WRITTEN INSTRUCTION ::
Starting at the line that contains "drop a point: the antenna mast" and ending at the last line of the rows, write out those lines again, requests included. Rescale only the point coordinates in the answers by multiplying each by 0.35 and rounding to a whole number, with halves rounded up.

RECORDS PROVIDED ::
━━━━━━━━━━━━━━━━

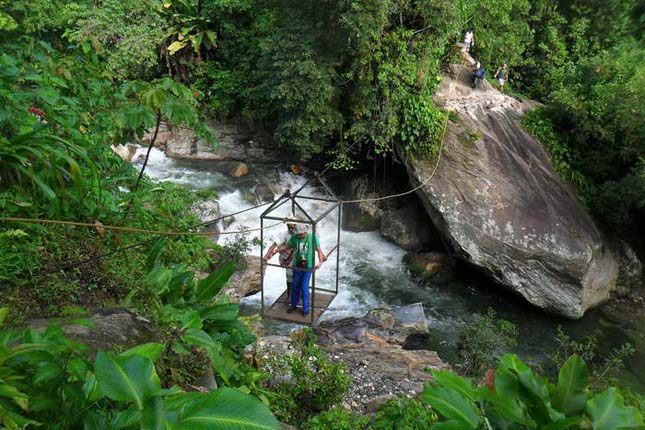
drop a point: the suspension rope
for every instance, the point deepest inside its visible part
(132, 229)
(421, 185)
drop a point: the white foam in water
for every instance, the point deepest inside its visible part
(163, 168)
(357, 250)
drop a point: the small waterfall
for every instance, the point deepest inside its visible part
(372, 273)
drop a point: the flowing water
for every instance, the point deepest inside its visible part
(371, 273)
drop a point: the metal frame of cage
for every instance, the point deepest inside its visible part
(293, 198)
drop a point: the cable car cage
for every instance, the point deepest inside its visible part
(320, 298)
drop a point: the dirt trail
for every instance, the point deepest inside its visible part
(456, 94)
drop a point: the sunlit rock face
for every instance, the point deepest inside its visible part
(498, 202)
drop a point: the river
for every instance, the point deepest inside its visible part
(372, 275)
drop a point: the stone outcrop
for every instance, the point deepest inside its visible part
(429, 264)
(363, 216)
(245, 282)
(105, 329)
(407, 227)
(126, 152)
(236, 143)
(500, 205)
(400, 221)
(372, 349)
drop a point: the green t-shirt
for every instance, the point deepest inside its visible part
(302, 248)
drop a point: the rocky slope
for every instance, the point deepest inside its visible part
(500, 205)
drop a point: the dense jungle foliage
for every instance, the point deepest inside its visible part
(336, 79)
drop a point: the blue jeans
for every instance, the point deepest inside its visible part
(300, 285)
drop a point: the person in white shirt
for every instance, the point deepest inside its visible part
(469, 40)
(285, 256)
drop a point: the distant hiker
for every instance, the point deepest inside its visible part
(303, 244)
(469, 40)
(285, 256)
(478, 75)
(502, 76)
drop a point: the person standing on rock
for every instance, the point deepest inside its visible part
(502, 76)
(303, 244)
(285, 256)
(469, 40)
(478, 75)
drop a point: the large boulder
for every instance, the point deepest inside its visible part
(105, 329)
(371, 347)
(408, 227)
(236, 143)
(500, 205)
(360, 216)
(245, 282)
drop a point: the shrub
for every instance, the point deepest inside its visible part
(482, 341)
(519, 399)
(306, 382)
(404, 413)
(337, 419)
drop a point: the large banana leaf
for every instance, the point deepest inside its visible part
(570, 396)
(152, 351)
(453, 406)
(224, 409)
(608, 412)
(208, 287)
(127, 378)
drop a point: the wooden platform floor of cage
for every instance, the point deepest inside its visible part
(278, 310)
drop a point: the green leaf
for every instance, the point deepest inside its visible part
(570, 396)
(454, 382)
(152, 351)
(221, 312)
(564, 424)
(94, 421)
(508, 408)
(224, 409)
(3, 314)
(608, 412)
(506, 382)
(155, 253)
(176, 46)
(127, 378)
(448, 425)
(208, 287)
(78, 368)
(199, 338)
(453, 406)
(152, 416)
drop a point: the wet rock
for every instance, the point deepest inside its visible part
(206, 211)
(384, 318)
(295, 169)
(499, 204)
(126, 152)
(240, 170)
(244, 282)
(207, 379)
(429, 264)
(630, 269)
(265, 192)
(237, 142)
(370, 349)
(114, 327)
(379, 325)
(409, 227)
(373, 405)
(411, 318)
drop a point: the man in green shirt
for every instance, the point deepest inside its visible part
(303, 244)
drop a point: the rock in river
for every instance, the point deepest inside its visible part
(499, 203)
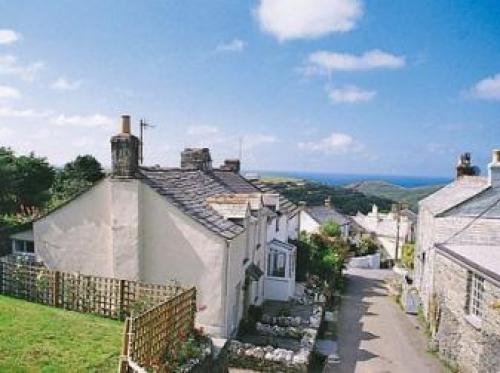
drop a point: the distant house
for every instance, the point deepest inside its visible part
(200, 225)
(385, 227)
(312, 218)
(457, 266)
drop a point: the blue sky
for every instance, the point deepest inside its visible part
(351, 86)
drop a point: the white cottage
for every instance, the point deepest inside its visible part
(196, 224)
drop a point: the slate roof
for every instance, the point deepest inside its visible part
(322, 214)
(454, 194)
(485, 204)
(280, 245)
(189, 189)
(485, 259)
(286, 205)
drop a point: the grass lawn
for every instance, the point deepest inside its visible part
(36, 338)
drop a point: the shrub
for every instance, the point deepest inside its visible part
(367, 246)
(331, 229)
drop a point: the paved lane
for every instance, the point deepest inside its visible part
(374, 334)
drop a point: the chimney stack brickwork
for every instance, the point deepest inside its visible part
(494, 169)
(233, 165)
(125, 152)
(196, 159)
(464, 166)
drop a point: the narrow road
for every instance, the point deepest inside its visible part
(374, 334)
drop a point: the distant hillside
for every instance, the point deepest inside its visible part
(346, 200)
(393, 192)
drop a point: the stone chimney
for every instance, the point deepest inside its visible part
(328, 201)
(124, 152)
(233, 165)
(494, 169)
(464, 166)
(196, 159)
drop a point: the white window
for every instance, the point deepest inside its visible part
(276, 264)
(476, 294)
(23, 247)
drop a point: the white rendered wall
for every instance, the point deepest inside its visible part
(307, 223)
(176, 247)
(77, 237)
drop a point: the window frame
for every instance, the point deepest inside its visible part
(24, 250)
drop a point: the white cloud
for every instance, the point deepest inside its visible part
(335, 143)
(8, 36)
(7, 112)
(63, 84)
(10, 66)
(7, 92)
(202, 130)
(488, 88)
(307, 19)
(235, 45)
(323, 62)
(94, 120)
(252, 141)
(350, 94)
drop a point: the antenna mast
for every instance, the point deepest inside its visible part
(240, 151)
(143, 125)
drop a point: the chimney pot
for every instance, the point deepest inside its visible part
(125, 152)
(496, 156)
(196, 158)
(232, 165)
(328, 201)
(126, 124)
(494, 169)
(464, 166)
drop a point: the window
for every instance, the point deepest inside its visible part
(475, 294)
(23, 247)
(276, 264)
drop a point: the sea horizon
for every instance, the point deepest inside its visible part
(406, 181)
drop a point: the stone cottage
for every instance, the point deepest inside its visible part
(197, 224)
(457, 267)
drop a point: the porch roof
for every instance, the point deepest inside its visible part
(281, 246)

━━━━━━━━━━━━━━━━

RESULT OF THE EXERCISE ::
drop a point: the antenna mast
for every instance, the point deepest inside its visible part
(84, 53)
(50, 44)
drop a point: the chimney pot
for every instance, the point deepest inside its visible part
(44, 53)
(174, 55)
(69, 55)
(81, 58)
(115, 70)
(44, 43)
(173, 59)
(162, 58)
drop a point: the window
for every instance, the point deepest inside its visible part
(166, 103)
(8, 86)
(97, 92)
drop a point: the sea horizon
for every instance, the point deepest inside its visible part
(142, 63)
drop a point: the stone cottage
for every instance, the point deepest inside its visible part
(69, 78)
(160, 93)
drop a point: the porch roof
for every instance, the point deepest inside its visible part
(98, 86)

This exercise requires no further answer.